** SHORT PROBLEM 1 **
Please write out the part of the Stockholm travel text from "Sylvia took this" up to and including "some creative writing.", word for word.

** EXTRACT TO READ **
○ ○ ○ ○

I’m still recovering from my ride on the Santa Cruz Big Dipper this spring. Beautiful evening light here, and the Swedish evening lasts a long time, up through about 9:30.

We went twice to Stockholm a restaurant called Prinsen. They’ve been open a hundred years. Wonderful, wonderful food. Seems like I never get food even close to this in the US, and I do try. No corners are cut here, everything is perfect, and there’s no fuss about it. Sounds simple, but it takes real determination to follow through.

This bus-stop map made me laugh. As I tend to do, I then got fixated on the phrase Här är du, and repeated it very many times.

There are a few Black people in Scandinavia. They look relaxed. You see a lot of giant plastic bags like in the foreground. They even put bricks and rubble in them.

This building was also behind Hotel Esplanade, I think it housed a museum of theater design. Great cafe on the ground floor, the kind I long for, with the classic gravel garden outside with metal tables beneath huge trees.

More Stockholm clouds. Sylvia and I made friends with two local guys in a restaurant, and they were interested in hearing what we thought of their city, and I went on about the clouds, and they kind of laughed. “Very different in the winter,” says one of them, making a horizontal gesture with his hand. “Just one cloud then, very low. All day. And it gets dark at four.”

I’m thinking of a Sesame Steet routine here. “This scene is brought to you by the number 2!”

I mentioned the Art Nouveau. Wonderful ironwork here.

Sylvia took this photo of me looking out the corner window in our room. Kind of like a Magrite painting.  Looking at the water and the sky? Um, wait, maybe I’m looking at my laptop. Well, let’s hope I’m doing some creative writing.

My view out the side window. Definitely looking outside here. You know that condition they call Stockholm Syndrome? My version was that I never wanted to leave.

○ ○ ○ ○

** DATA SHOWN **
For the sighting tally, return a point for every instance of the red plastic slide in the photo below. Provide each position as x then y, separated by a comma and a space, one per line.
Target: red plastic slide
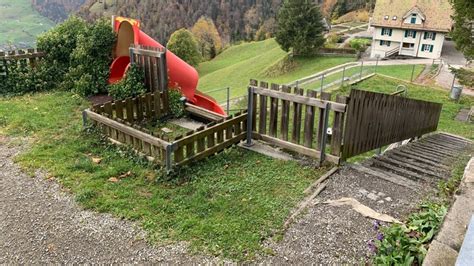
180, 74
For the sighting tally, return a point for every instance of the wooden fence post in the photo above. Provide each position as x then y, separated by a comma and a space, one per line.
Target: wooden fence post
324, 131
250, 116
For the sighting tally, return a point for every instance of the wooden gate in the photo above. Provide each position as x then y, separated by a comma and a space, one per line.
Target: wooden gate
375, 120
295, 122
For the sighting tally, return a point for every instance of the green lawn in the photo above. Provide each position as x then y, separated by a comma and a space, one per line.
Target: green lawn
397, 71
226, 205
238, 64
19, 22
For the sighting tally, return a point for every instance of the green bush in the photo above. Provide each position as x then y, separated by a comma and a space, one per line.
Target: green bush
77, 58
91, 58
130, 86
176, 105
58, 44
408, 244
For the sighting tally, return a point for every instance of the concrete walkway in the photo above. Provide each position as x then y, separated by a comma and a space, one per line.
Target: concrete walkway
444, 249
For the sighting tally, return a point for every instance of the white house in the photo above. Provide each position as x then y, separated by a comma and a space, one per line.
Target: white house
410, 27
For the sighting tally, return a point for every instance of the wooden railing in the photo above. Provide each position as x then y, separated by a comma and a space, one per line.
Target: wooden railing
295, 127
153, 62
206, 141
375, 120
151, 105
114, 121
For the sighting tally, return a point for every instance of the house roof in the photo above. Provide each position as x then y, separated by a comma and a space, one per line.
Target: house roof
437, 14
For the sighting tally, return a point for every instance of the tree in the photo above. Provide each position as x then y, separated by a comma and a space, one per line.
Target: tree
463, 33
208, 38
183, 44
300, 27
463, 36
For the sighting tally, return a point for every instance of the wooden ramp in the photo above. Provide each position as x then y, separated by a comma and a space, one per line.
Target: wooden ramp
427, 160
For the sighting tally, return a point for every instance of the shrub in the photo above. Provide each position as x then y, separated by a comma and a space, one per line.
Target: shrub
77, 56
175, 103
183, 44
130, 86
58, 44
90, 59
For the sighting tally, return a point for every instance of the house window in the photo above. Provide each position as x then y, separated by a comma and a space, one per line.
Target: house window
387, 32
430, 35
427, 48
410, 33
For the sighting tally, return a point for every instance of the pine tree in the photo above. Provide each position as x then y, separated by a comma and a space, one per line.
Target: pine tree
300, 27
183, 44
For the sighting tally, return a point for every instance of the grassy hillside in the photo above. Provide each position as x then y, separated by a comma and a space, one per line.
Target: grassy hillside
20, 23
240, 63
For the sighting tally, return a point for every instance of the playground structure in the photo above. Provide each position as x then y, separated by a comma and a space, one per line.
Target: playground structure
180, 74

○ ○ ○ ○

** SHORT PROBLEM 2 **
Give only the number of lines in the entries that contain the string "post", counting case as significant.

** WORKED ANSWER 1 **
Sylvia took this photo of me looking out the corner window in our room. Kind of like a Magrite painting.  Looking at the water and the sky? Um, wait, maybe I’m looking at my laptop. Well, let’s hope I’m doing some creative writing.

** WORKED ANSWER 2 **
2